Exercise = The lines from the one containing "Task: indicate the navy and" through the end of the entries are what to output; reproduce them exactly and add nothing.

- - - - -

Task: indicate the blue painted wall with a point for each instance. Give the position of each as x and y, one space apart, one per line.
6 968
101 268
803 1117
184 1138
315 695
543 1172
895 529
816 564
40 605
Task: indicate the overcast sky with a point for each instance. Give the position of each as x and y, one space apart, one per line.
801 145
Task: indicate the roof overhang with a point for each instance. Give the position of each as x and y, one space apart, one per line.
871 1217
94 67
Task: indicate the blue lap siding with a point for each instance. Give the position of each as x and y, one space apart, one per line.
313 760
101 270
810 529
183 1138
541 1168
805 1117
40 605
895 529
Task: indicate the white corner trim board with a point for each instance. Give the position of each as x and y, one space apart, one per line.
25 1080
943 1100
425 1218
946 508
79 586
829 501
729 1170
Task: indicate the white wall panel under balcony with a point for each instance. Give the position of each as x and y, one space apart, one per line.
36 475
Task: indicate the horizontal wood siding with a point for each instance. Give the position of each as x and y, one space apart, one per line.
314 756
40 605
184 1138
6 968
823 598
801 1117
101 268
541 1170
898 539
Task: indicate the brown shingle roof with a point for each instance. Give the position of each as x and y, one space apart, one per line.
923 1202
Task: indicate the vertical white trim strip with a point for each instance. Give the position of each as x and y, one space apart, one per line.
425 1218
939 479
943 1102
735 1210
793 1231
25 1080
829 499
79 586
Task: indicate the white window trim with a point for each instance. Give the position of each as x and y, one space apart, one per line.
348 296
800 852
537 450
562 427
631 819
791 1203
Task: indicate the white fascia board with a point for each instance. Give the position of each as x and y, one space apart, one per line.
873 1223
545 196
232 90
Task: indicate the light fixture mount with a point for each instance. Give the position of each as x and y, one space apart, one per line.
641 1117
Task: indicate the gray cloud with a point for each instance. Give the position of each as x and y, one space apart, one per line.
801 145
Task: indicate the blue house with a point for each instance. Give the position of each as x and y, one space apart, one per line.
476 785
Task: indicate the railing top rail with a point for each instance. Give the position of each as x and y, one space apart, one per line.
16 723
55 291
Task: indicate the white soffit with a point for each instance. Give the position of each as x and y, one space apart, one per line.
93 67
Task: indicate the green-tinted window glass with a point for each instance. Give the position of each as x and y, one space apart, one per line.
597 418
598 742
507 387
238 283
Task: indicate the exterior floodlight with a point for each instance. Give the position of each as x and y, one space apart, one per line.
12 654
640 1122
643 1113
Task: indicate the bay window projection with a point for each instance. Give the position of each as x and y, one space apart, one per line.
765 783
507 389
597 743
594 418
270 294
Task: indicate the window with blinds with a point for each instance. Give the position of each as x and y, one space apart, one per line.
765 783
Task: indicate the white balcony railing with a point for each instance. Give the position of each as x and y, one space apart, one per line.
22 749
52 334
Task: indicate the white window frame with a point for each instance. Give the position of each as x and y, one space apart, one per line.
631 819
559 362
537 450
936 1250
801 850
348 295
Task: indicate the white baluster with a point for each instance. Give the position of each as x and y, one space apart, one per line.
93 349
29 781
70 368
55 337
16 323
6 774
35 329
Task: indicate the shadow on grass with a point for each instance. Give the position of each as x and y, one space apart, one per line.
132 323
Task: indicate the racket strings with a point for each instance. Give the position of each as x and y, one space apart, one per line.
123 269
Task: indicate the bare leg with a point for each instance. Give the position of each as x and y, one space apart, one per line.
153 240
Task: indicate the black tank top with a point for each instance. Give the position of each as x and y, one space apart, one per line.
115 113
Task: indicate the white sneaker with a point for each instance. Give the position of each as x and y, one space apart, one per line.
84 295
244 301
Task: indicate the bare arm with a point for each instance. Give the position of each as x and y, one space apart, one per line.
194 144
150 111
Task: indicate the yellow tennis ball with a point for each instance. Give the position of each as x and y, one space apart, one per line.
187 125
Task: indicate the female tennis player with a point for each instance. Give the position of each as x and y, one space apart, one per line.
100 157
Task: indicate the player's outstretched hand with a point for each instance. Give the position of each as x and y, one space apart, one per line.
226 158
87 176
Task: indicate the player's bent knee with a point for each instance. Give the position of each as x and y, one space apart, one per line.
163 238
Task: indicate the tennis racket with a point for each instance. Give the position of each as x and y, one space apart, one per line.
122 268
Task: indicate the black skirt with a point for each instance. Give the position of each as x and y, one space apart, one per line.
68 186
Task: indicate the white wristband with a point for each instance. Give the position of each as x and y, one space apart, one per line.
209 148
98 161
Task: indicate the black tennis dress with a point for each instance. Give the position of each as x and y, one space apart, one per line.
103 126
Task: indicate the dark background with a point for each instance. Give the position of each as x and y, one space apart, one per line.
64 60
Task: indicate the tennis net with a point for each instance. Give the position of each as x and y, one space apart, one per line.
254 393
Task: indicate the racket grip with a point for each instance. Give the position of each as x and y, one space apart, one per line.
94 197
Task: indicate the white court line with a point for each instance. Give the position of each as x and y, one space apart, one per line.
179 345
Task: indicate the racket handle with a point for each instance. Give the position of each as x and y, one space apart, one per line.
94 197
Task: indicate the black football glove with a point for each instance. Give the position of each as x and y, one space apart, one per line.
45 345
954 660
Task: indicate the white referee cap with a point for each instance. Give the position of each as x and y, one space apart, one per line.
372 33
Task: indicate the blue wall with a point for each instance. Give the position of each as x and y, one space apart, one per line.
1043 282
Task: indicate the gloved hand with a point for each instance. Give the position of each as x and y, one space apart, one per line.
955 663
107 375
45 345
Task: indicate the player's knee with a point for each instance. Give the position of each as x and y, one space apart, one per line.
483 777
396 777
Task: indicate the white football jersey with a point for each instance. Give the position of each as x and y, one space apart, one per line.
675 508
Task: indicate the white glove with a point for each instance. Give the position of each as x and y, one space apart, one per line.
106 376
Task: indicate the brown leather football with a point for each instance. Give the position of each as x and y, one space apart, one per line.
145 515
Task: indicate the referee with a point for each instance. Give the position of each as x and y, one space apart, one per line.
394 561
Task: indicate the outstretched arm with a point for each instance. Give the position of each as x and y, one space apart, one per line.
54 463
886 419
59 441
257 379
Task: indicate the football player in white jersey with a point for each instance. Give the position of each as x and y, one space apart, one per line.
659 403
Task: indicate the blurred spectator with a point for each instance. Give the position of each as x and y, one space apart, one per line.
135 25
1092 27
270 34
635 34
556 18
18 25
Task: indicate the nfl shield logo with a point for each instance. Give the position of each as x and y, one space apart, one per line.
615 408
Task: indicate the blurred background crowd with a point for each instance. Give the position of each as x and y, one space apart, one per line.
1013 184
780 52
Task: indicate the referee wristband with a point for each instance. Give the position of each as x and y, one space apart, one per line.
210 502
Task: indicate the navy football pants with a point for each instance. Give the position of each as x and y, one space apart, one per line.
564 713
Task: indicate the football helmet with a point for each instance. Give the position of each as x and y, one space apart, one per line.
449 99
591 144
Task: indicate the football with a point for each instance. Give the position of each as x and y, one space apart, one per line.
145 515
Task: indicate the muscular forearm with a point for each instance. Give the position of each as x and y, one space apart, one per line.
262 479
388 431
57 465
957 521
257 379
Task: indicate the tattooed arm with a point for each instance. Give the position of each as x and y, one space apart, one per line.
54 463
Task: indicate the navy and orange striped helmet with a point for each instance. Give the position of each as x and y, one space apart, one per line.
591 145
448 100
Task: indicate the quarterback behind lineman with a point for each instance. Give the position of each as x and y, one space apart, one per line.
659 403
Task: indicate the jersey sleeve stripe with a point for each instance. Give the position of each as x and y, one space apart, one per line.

- - - - -

Exercise response =
Task: indicate the navy and orange striped helmet with a point for each instance. Give the position of each as x and y, one space apart, one per line.
591 145
448 100
Task: indicate the quarterback behind lineman with a point for each instance. Give the position of each as x and y, one space apart, one per line.
659 403
Task: indicate the jersey sleeve stripe with a point for each instance. Give the position of each as x and y, one space apart, one per line.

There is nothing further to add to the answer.